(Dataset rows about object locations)
++++++++++++++++++++

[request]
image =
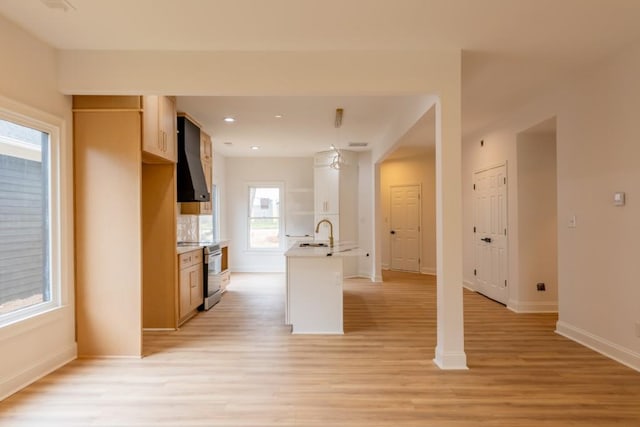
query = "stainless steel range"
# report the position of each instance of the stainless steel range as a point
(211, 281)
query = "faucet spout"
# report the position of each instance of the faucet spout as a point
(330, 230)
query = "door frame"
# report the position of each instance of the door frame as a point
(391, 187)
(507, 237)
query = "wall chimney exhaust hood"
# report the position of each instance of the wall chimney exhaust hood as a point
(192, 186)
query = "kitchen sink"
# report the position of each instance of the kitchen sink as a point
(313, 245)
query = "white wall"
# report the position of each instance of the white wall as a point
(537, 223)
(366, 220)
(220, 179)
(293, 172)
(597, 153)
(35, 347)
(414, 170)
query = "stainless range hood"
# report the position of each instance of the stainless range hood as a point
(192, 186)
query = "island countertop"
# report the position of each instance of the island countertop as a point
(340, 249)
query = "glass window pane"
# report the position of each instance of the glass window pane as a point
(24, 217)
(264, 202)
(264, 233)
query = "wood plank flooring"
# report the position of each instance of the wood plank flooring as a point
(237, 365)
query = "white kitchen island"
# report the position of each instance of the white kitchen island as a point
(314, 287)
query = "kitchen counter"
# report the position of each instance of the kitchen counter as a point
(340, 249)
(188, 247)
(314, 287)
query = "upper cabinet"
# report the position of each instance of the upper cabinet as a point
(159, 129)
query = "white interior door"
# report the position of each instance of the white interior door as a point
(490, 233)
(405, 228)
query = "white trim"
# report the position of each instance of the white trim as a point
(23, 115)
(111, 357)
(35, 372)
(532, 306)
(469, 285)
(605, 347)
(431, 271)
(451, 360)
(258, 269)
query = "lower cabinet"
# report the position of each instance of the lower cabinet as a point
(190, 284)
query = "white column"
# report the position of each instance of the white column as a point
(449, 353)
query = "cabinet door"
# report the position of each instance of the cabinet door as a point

++++++++++++++++++++

*Goal:* Pick out every line in the rows above that contains the string "glass", matching case exactly, and copy each of those lines.

*Correct result:*
query = "glass window pane"
# report the position of each instance of the glass window pane as a point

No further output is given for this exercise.